▸ Work order A
In the Myanmar election report, how many townships have been designated as constituencies?
▸ Work order B
Write a continuation of the Myanmar election report, picking up after its final sentence.
** Opening Passage provided block **
BANGKOK (AP) — Myanmar’s military-appointed election commission announced Monday that elections will begin Dec. 28, setting a date for polls that critics have denounced as a sham intended to normalize the army’s 2021 seizure of power even as armed conflict rages throughout much of the country.
The Union Election Commission said in a statement sent to journalists that the elections will be conducted in phases over several days and that a full schedule will be released soon.
A separate statement from the commission, published Saturday in the state-run Myanma Alinn newspaper, said that all 330 townships in the country have been designated as constituencies for the election.
Nearly 60 parties, including the military-backed Union Solidarity and Development Party, have registered to run, according to the list on the commission’s website.
It is unclear how polling can take place in many areas that are not under control of the military government but are held instead by pro-democracy resistance fighters or ethnic minority rebels. Much of the country is wracked by civil war.
Several opposition organizations, including armed resistance groups, have said they will seek to derail the election.
Last month, the military government enacted a new electoral law that imposes punishments of up to the death penalty for anyone who opposes or disrupts the elections.
Critics have already said the military-planned election will be neither free nor fair because there is no free media and most of the leaders of Aung San Suu Kyi’s popular but now dissolved National League for Democracy party have been arrested.
Suu Kyi’s party won a landslide victory in the last general election in 2020, but the military seized power from her government in February 2021, as it was about to begin a second five-year term.
Suu Kyi, 80, is serving prison sentences totaling 27 years after being convicted in a series of politically tainted prosecutions brought by the military.
The military justified its seizure of power by claiming massive fraud in the 2020 general election, though independent election observers did not find any major irregularities.
** Closing Passage provided block **
** Opening Supplied entries block **
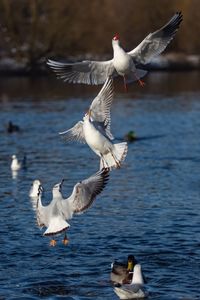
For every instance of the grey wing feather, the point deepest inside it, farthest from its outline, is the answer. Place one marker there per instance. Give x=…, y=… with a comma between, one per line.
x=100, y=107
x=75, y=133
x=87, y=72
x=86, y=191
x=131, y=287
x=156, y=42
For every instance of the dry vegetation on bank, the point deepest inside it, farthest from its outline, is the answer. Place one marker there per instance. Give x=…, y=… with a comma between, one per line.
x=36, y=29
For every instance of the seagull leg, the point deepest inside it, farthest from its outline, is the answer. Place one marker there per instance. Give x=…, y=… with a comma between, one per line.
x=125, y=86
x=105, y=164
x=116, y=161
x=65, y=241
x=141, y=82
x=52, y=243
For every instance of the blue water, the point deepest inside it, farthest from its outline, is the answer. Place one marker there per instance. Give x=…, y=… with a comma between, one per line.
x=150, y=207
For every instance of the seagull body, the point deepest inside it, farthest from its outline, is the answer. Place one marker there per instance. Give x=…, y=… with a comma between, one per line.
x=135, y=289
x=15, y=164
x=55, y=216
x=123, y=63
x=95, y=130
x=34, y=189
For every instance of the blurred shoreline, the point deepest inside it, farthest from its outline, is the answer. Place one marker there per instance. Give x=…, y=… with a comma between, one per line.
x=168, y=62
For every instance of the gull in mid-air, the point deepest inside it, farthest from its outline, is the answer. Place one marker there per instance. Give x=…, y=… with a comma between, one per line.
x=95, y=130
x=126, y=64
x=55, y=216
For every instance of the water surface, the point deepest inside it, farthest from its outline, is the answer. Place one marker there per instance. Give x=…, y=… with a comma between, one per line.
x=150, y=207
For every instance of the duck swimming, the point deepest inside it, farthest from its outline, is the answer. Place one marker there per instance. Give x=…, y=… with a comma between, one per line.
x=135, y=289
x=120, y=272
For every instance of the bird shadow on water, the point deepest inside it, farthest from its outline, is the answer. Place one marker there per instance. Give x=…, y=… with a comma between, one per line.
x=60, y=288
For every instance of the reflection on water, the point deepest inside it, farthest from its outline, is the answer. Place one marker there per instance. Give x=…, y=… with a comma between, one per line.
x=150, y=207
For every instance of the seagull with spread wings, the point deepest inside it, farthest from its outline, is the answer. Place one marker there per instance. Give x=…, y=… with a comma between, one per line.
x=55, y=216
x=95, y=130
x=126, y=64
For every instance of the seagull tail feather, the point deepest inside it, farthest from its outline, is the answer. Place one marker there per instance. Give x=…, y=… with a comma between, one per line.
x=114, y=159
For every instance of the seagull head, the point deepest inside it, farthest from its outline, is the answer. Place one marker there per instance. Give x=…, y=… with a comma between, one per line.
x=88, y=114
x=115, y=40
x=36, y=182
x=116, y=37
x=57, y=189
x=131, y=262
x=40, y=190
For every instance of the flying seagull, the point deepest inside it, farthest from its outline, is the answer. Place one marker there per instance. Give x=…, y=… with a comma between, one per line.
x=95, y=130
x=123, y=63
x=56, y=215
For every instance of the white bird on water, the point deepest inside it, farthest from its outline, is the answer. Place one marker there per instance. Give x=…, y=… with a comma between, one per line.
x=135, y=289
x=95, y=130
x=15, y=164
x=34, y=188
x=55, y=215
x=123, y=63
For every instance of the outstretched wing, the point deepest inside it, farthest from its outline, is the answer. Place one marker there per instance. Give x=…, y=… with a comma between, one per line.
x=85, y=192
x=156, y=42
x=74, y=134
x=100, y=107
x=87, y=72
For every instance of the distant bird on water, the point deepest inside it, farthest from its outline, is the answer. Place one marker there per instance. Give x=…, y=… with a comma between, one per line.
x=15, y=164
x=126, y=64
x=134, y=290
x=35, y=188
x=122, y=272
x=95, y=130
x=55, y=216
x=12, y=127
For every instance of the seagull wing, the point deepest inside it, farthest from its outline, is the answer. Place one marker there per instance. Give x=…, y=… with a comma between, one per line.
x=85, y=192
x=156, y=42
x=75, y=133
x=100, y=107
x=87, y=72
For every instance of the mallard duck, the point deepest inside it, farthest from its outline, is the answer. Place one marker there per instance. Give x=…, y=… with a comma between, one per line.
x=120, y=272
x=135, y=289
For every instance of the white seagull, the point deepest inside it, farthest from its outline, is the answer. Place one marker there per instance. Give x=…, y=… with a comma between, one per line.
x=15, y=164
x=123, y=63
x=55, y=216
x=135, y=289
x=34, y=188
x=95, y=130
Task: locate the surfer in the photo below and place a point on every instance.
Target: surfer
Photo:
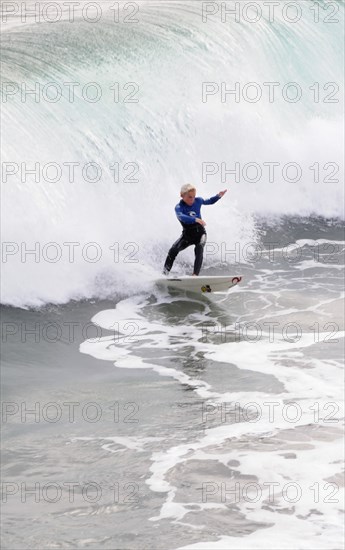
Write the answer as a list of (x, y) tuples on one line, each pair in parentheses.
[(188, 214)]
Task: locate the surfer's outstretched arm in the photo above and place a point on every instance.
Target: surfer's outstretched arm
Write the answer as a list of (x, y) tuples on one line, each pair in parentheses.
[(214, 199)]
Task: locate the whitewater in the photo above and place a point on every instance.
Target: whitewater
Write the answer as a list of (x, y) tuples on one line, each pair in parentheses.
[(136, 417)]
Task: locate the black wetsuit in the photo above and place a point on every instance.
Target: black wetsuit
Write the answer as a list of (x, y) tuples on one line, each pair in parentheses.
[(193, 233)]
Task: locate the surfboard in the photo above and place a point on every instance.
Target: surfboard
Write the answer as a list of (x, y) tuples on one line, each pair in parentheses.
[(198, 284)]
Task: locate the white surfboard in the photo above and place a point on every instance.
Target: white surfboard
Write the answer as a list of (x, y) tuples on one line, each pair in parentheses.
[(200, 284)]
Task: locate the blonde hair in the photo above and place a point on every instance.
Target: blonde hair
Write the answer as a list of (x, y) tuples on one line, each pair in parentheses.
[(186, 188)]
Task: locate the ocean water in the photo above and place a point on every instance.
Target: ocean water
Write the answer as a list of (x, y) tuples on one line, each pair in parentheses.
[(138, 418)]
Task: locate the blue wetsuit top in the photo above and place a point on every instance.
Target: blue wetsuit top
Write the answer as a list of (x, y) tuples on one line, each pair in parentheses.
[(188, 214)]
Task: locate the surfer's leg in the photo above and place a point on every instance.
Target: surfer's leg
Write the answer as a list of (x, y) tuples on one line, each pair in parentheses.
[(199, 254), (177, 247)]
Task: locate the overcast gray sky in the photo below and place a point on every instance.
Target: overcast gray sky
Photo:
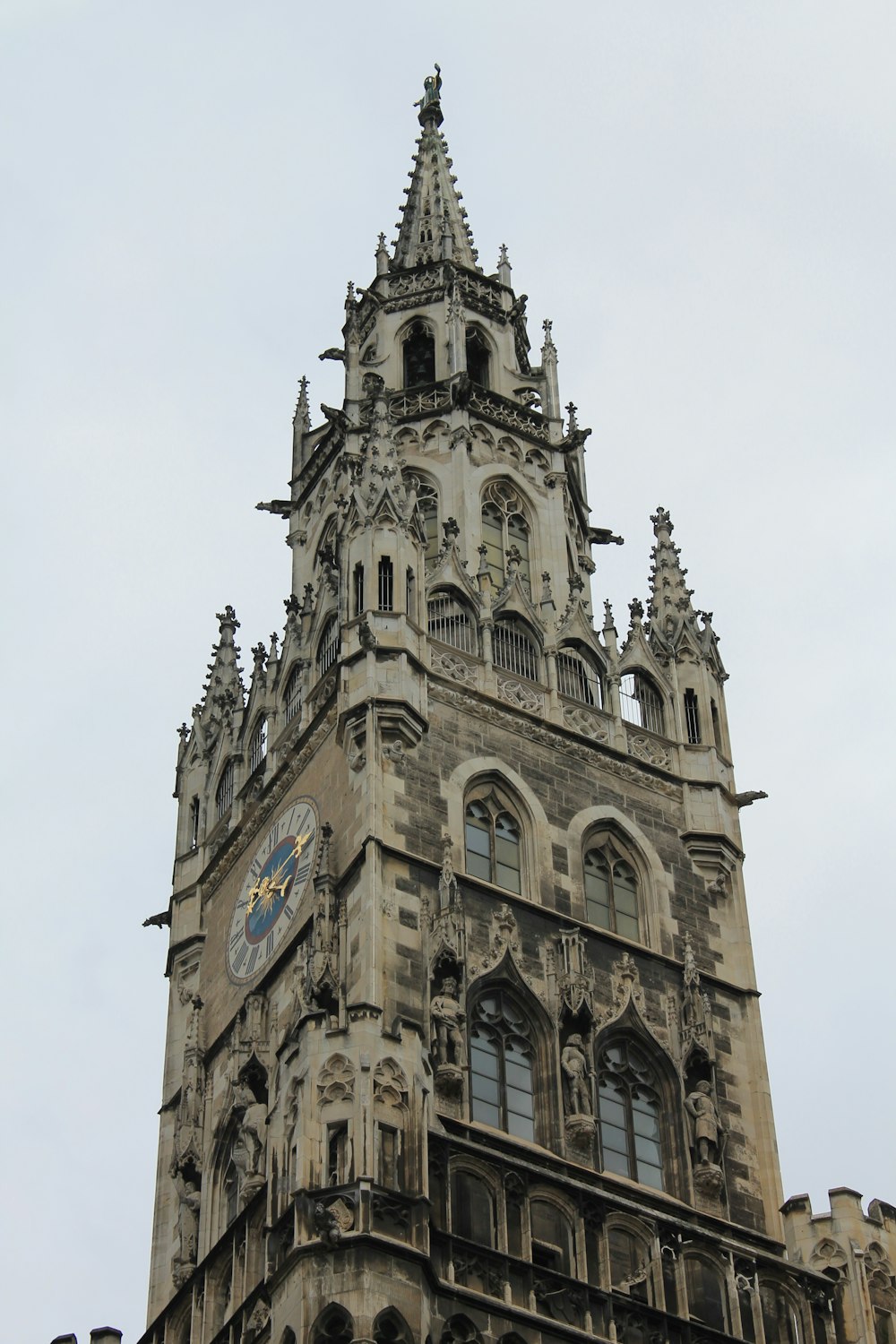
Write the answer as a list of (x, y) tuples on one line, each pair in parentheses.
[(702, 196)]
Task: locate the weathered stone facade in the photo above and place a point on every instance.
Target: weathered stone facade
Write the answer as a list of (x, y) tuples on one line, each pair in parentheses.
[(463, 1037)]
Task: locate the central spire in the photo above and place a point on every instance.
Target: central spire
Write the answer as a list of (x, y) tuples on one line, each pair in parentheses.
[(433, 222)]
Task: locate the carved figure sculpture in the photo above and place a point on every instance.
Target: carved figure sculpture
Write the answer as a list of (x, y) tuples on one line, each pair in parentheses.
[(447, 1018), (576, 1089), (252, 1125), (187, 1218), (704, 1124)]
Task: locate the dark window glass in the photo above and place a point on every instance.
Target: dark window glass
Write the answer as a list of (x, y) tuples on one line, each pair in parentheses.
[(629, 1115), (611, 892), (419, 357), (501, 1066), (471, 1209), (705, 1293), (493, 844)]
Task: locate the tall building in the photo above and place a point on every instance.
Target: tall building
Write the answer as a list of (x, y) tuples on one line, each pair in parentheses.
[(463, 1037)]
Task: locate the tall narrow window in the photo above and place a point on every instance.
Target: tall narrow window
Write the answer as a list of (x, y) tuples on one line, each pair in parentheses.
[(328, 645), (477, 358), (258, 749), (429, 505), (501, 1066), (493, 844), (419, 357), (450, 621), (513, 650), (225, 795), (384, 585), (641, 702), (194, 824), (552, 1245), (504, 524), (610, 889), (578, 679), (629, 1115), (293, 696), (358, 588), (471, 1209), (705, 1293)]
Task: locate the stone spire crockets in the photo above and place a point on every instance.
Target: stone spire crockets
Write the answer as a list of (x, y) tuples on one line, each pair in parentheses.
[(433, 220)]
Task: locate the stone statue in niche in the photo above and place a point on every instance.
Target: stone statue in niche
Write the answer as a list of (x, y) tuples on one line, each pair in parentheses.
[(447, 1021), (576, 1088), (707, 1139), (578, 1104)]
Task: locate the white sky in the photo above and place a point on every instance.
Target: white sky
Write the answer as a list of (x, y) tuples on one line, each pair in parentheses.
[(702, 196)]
** Closing Supplied entries block **
▸ Reply A
All 330 townships in the country.

▸ Reply B
The army takeover was met with widespread popular opposition, triggering armed resistance, and large parts of the country are embroiled in conflict. The ruling military said an election was its primary goal but repeatedly pushed back the date.
The country’s current security situation poses a serious challenge to holding elections, with the military believed to control less than half the country. The military government had previously said the election would be conducted phase by phase in areas under its command.
It has currently stepped up military activity, both on the ground and with airstrikes, in order to retake areas controlled by opposition forces ahead of the election, and there have been reports of increasing numbers of airstrikes killing scores of civilians in recent weeks.
On Sunday, at least 24 people were reportedly killed and several injured after the military dropped bombs on a hospital in a small town of Mawchi, in Kayah state, also known as Karenni, Myanmar independent online media reported. The town is known as a center for the mining of wolfram and tungsten.
In a separate attack, at least 21 people, including a pregnant woman, were killed last Thursday by an airstrike on the town of Mogok, the center of the Southeast Asian country’s lucrative gem-mining industry, according to numerous reports.
The incidents were not confirmed by the army, which normally responds to similar reports by saying it only attacks legitimate targets of war, accusing the resistance forces of being terrorists.